Nahdlatul Ulama (NU) adalah salah satu organisasi massa Islam yang sangat berperan dalam pembentukan Masyumi. Tokoh NU, KH Hasyim Asy'arie, terpilih sebagai pimpinan tertinggi Masyumi pada saat itu. Tokoh-tokoh NU lainnya banyak yang duduk dalam kepengurusan Masyumi dan karenanya keterlibatan NU dalam masalah politik menjadi sulit dihindari. Nahdlatul Ulama kemudian ke luar dari Masyumi melalui surat keputusan Pengurus Besar Nahdlatul Ulama (PBNU) pada tanggal 5 April 1952 akibat adanya pergesekan politik di antara kaum intelektual Masyumi yang ingin melokalisasi para kiai NU pada persoalan agama saja. Hubungan antara Muhammadiyah dengan Masyumi pun mengalami pasang-surut secara politis dan sempat merenggang pada Pemilu 1955. Muhammadiyah pun melepaskan keanggotaan istimewanya pada Masyumi menjelang pembubaran Masyumi pada tahun 1960.

■ **ARAHAN TUGAS**: Menurut teks bacaan tentang NU dan Masyumi, kapan Nahdlatul Ulama keluar dari Masyumi? Baris-baris data ini tidak ada hubungannya dengan teks bacaan di atas.

■ **DATA YANG DIBERIKAN**:
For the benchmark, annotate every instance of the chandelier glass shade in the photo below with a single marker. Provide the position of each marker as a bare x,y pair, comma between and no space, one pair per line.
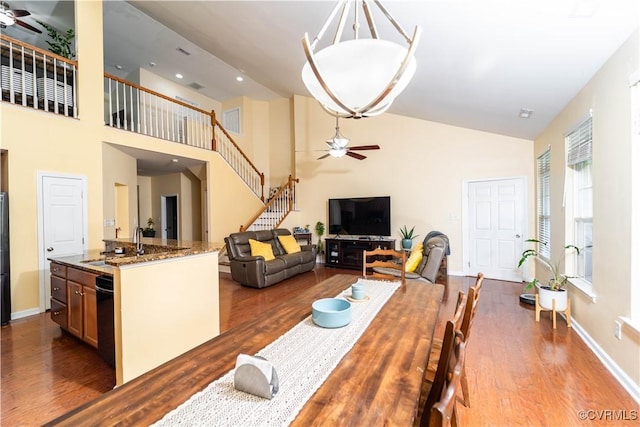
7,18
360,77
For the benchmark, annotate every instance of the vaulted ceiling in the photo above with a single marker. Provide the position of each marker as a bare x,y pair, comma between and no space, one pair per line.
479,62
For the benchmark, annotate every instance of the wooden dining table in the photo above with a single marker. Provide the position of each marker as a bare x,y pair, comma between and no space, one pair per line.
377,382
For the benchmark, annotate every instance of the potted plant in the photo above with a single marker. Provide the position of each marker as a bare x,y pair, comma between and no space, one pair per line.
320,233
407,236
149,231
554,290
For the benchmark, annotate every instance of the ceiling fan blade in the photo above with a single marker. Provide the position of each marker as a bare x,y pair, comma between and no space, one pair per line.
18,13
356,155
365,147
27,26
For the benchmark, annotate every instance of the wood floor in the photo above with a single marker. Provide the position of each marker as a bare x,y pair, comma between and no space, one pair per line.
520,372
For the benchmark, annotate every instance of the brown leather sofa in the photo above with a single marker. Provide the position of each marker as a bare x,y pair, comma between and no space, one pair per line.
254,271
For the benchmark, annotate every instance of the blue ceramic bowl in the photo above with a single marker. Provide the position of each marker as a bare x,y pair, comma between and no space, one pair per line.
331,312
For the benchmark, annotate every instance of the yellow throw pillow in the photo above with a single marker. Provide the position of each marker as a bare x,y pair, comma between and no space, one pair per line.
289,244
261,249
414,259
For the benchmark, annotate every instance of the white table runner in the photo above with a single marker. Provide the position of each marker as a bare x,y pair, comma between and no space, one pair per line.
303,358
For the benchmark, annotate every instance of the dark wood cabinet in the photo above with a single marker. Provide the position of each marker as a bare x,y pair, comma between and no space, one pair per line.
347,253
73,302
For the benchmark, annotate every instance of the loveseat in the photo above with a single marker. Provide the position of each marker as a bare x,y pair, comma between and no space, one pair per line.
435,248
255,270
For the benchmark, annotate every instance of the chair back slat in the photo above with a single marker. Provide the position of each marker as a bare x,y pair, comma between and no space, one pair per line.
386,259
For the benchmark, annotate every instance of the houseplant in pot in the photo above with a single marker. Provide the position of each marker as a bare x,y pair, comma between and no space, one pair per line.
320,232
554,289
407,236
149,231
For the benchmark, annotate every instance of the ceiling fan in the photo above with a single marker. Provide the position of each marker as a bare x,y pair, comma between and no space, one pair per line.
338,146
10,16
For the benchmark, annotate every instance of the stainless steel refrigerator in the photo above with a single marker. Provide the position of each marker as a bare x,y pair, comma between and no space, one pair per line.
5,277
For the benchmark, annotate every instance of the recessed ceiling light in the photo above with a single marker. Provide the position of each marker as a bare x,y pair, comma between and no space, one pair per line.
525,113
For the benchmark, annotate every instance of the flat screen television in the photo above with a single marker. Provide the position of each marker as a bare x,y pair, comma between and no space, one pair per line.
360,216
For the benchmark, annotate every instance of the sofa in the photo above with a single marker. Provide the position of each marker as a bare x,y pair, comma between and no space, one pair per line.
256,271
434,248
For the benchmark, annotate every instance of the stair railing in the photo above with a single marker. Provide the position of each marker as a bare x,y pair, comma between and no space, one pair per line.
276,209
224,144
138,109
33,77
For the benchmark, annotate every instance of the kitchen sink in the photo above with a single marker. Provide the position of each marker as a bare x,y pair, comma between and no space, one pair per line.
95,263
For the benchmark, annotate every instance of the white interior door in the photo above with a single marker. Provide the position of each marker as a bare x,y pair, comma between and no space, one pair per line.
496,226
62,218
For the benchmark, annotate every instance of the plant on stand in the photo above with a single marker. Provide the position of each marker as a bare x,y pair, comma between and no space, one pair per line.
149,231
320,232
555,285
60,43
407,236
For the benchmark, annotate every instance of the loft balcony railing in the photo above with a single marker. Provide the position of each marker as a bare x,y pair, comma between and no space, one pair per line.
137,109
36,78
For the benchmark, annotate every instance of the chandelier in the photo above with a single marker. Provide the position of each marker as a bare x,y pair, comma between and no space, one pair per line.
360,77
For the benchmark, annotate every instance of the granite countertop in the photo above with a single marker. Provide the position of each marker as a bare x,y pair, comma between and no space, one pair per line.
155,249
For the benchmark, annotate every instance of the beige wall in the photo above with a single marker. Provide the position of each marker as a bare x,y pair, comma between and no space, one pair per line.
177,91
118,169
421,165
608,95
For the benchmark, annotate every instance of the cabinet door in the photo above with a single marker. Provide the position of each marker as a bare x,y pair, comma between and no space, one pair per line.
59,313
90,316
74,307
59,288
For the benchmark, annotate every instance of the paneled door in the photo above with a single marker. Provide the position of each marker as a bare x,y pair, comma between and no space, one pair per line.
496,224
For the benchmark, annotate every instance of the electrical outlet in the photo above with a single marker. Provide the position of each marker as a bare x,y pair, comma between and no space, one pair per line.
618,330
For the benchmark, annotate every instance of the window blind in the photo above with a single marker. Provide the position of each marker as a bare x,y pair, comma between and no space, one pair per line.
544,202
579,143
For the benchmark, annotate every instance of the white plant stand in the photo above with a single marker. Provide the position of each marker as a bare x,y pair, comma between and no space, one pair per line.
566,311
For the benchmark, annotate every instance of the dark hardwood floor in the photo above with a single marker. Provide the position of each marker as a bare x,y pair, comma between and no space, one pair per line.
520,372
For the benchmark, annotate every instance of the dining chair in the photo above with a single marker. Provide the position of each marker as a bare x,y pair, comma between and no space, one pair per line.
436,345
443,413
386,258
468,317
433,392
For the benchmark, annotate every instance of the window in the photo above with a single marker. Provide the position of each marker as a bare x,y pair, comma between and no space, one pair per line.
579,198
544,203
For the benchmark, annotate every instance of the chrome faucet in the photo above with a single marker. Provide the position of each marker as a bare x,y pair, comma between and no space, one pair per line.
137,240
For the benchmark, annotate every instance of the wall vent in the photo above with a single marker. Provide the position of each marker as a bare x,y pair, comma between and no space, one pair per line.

■ **JAWABAN LATIHAN**: Pada tanggal 5 April 1952.